_Exercise details:_ Whenever a line below includes the word "exact", copy that line.
:: Input for this task ::
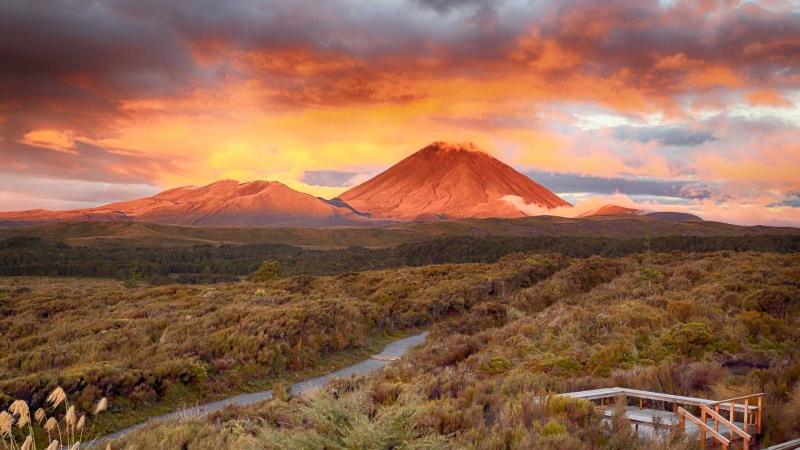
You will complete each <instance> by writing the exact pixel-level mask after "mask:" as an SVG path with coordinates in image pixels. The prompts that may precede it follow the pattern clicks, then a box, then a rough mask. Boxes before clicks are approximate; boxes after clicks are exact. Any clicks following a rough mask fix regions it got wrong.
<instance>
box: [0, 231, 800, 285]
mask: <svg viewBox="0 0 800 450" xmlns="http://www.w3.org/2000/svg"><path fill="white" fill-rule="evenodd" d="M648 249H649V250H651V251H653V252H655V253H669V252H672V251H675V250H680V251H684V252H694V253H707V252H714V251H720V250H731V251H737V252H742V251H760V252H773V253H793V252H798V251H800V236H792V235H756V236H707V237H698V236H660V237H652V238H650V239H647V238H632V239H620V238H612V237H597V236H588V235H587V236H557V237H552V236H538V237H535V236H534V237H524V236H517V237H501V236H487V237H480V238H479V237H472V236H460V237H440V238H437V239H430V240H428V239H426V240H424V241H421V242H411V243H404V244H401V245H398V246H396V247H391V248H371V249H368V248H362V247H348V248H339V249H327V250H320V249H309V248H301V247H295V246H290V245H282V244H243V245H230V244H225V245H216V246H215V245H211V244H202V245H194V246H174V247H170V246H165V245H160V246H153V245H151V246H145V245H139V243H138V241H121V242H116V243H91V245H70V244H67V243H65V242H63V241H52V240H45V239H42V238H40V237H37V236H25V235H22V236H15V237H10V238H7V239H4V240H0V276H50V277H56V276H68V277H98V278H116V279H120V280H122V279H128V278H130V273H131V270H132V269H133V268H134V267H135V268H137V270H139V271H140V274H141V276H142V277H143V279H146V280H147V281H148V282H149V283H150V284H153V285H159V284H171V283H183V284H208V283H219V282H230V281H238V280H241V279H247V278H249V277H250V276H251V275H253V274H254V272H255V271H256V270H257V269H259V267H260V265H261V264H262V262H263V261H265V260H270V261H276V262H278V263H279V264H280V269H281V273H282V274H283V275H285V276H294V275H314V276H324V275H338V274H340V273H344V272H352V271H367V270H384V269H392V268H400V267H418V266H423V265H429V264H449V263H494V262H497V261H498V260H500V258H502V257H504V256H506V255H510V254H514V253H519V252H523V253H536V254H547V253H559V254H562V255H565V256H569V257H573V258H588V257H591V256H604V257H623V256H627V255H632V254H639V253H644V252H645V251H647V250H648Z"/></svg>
:::
:: Input for this task ::
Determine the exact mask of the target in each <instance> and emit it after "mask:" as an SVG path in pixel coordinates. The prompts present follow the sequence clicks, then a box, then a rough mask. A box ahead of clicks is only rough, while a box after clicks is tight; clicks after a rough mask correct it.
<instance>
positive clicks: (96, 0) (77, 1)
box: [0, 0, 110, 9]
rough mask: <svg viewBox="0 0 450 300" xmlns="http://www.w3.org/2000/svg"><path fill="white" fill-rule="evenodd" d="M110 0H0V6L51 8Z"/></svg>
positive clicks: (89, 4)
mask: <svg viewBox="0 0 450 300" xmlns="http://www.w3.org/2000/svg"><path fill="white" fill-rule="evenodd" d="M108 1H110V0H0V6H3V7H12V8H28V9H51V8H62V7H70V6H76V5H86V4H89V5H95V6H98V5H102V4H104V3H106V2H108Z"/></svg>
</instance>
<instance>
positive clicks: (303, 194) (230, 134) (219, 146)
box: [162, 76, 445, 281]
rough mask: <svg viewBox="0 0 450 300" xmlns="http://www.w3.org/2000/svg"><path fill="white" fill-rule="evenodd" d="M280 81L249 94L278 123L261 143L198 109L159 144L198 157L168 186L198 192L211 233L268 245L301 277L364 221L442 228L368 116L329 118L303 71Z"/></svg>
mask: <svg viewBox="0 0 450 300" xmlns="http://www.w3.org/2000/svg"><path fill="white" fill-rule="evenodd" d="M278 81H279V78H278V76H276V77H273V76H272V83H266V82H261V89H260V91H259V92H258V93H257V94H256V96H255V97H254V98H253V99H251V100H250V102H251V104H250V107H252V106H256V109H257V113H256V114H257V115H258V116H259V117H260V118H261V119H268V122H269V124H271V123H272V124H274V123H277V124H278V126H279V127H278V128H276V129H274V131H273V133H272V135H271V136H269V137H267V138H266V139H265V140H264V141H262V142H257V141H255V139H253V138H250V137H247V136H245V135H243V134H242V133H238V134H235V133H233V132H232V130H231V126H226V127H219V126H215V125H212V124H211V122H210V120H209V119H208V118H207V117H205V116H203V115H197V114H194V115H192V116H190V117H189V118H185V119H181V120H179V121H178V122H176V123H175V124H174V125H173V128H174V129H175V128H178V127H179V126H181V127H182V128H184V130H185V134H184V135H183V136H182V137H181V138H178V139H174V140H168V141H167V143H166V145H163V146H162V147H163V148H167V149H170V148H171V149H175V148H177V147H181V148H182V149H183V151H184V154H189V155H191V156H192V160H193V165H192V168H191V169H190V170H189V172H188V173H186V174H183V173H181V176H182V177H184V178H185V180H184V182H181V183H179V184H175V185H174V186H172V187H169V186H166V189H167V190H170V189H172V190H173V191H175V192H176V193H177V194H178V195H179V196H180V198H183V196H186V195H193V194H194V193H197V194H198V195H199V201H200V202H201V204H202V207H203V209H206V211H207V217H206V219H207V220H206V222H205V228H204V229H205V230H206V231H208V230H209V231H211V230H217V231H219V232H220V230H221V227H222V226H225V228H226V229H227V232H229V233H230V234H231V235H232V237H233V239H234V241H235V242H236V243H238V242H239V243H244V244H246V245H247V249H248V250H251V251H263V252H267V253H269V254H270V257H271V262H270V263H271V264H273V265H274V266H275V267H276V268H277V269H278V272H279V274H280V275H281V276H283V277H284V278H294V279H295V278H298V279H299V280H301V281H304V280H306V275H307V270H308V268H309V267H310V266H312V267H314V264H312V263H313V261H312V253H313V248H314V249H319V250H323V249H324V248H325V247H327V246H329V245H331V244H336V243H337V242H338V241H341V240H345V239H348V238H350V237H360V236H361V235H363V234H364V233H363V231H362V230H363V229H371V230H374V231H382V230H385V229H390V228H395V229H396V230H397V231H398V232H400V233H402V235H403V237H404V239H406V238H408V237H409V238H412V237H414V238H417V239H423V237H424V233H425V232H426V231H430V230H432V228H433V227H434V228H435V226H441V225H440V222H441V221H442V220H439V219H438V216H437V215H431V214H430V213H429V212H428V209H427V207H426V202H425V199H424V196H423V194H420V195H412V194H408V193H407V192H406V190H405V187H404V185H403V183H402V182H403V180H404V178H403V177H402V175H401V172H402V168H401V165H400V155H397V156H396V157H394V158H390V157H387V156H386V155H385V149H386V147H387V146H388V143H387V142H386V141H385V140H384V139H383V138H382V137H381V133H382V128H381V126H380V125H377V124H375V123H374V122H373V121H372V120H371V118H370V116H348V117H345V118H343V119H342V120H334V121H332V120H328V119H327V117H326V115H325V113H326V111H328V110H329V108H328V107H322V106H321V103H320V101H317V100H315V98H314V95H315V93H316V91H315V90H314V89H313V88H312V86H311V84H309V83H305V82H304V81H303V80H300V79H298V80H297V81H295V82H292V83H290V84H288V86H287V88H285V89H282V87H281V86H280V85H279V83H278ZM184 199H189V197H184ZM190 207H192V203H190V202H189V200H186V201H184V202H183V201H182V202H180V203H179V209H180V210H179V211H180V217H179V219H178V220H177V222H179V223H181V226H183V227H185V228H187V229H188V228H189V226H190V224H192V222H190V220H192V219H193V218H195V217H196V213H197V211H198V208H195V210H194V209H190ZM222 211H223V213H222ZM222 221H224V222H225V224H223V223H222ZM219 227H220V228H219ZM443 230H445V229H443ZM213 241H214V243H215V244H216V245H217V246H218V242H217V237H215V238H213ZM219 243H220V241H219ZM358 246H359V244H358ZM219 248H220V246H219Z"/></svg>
:::
_Task response:_
You will complete each <instance> by writing the exact pixel-level mask after "mask:" as an SVG path with coordinates in image pixels. The prompts that may precede it follow the pattern clicks, then a box, then a rough mask. Boxes before clicks are approximate; boxes after clicks are exact. Any clicks following a rough mask fix regions it got wrong.
Determine the exact mask of the target in each <instance> and emit it after "mask:" as an SVG path in pixel coordinates. The prompts present follow the sequence clicks, then a box, then a rough mask. A box ahead of clicks is only rough, while a box after clicks is tight; clicks after a rough mask correct it.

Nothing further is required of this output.